- Supplied text -
China’s assertive stance in its dispute with the country over the Scarborough Shoal and the Spratly Islands is being used to justify increased US military presence and intervention in the Philippines and in the region. While this serves US’s agenda in Asia Pacific, it also raises further risks to peace and development in the region and to the national sovereignty of the Philippines. (Read more on this here)

Sustaining global presence

Meanwhile, one of the expected results of the 2+2 meeting is the conduct of more frequent and bigger joint military exercises and the deployment of more US troops here like those under the JSOFT-P. This is consistent with the latest defense strategy of the Obama administration. As I have written in a previous post:

Updating existing military alliances and forging new ones, however, have to be pursued in the midst of the harsh economic realities facing the US. Amid its raging public debt crisis that has been caused in part by costly wars in Iraq and Afghanistan, the Obama administration released this month its latest defense strategy document Sustaining US global leadership: Priorities for 21st century defense. The document was the result of “an assessment of US defense strategy in the light of the changing geopolitical environment and changing fiscal circumstances”.

Consequently, the latest US defense strategy calls for developing “innovative, low-cost and small-footprint approaches” to achieve US security objectives, relying on bilateral and multilateral training exercises, rotational deployments and advisory capabilities. This will allow US forces to “conduct a sustainable pace of presence operations abroad” and at the same time let it commit to a large-scale operation in one region while still having the capability to impose “unacceptable costs” on an aggressor in a second region.

New types of bases

To house the additional troops, the 2+2 meeting could lead to the establishment of more covert US “military bases” in the country such as Forward Operating Sites (FOSs) and Cooperative Security Locations (CSLs). These types of bases are much smaller than traditional US foreign military bases.

The US Overseas Basing Commission, the official body tasked to review US military basing in other countries, describes FOSs as “expandable ‘warm facilities’ maintained with a limited US military support presence and possibly prepositioned equipment; it supports rotational rather than permanently stationed forces and be a focus for bilateral and regional training.” CSLs, on the other hand, are “facilities with little or no permanent US presence. Instead they will be maintained with periodic service, contractor, or host-nation support. CSLs will provide contingency access and be a focal point for security cooperation activities.” For US strategic planners, the expansion of FOSs and CSLs in key locations worldwide “adds to operational flexibility, preserves a presence abroad, and serves to strengthen alliance relationships.”

- What the exercise asks -
Write out the stretch of the article on US military presence in the Philippines from "Consequently, the latest" through "a second region.", word for word.

- Data -
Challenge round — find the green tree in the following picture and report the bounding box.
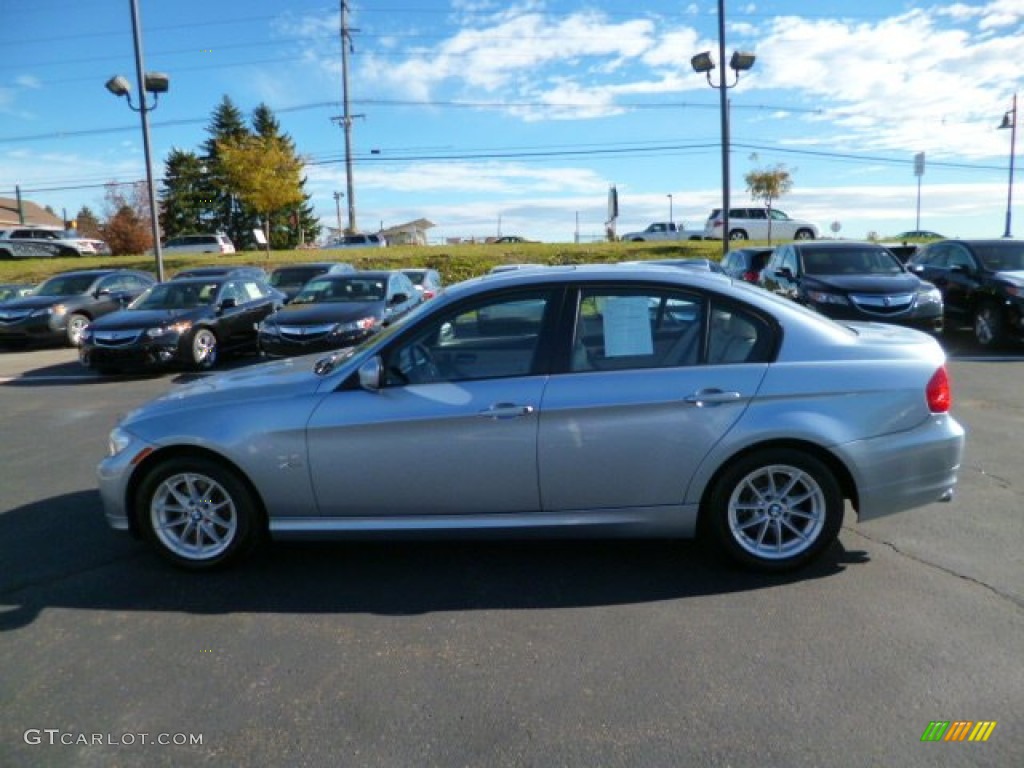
[217,135,304,252]
[743,164,793,243]
[160,148,206,238]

- Full output -
Consequently, the latest US defense strategy calls for developing “innovative, low-cost and small-footprint approaches” to achieve US security objectives, relying on bilateral and multilateral training exercises, rotational deployments and advisory capabilities. This will allow US forces to “conduct a sustainable pace of presence operations abroad” and at the same time let it commit to a large-scale operation in one region while still having the capability to impose “unacceptable costs” on an aggressor in a second region.